◆ DIRECTIONS FOR THIS TASK ◆
Scale the stretch of the data from the line containing "Mark every instance of the dormer" through the end of the data. Output only those lines, requests included, with every coordinate in the answers multiplied by 0.6 and rounded to a whole number, halves rounded up.

=== GIVEN INFORMATION ===

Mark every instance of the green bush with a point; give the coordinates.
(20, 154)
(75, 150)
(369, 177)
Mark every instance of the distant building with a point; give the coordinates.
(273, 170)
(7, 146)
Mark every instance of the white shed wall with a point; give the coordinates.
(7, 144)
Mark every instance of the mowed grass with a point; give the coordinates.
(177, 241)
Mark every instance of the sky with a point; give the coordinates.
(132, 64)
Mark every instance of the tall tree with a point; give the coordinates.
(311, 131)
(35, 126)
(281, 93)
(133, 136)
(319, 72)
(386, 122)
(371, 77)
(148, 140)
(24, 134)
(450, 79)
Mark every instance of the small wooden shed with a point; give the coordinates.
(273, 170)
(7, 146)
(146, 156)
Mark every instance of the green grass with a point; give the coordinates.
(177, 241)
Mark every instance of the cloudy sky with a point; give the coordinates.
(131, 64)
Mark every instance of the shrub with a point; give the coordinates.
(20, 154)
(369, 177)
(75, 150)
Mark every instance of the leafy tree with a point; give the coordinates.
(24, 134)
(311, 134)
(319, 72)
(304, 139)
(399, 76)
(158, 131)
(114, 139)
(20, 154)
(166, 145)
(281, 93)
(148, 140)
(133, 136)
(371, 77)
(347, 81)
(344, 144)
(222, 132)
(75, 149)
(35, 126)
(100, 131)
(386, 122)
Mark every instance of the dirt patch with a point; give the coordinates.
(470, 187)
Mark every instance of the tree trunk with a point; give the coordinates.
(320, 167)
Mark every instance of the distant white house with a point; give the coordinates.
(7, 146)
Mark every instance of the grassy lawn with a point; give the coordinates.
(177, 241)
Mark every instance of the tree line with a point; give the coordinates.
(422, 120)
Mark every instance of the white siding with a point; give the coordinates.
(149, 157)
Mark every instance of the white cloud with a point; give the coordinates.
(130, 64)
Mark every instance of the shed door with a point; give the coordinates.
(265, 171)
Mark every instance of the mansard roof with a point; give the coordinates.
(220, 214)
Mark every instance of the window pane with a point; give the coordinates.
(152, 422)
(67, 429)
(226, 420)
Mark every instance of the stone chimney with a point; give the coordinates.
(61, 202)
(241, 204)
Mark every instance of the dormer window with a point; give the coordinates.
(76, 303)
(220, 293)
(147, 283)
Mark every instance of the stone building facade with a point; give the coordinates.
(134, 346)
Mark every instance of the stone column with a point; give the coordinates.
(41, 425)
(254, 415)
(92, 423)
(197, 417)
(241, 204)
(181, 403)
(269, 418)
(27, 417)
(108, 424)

===

◆ EXERCISE SOLUTION ◆
Mark every instance of the dormer window with a point; give the coordinates.
(46, 182)
(132, 176)
(88, 170)
Mark every instance of the stone building facade with a point; give the coordinates.
(80, 208)
Mark every instance of the stone column with a point; give the coordinates.
(25, 255)
(152, 249)
(55, 254)
(118, 250)
(145, 122)
(109, 242)
(161, 251)
(16, 250)
(65, 254)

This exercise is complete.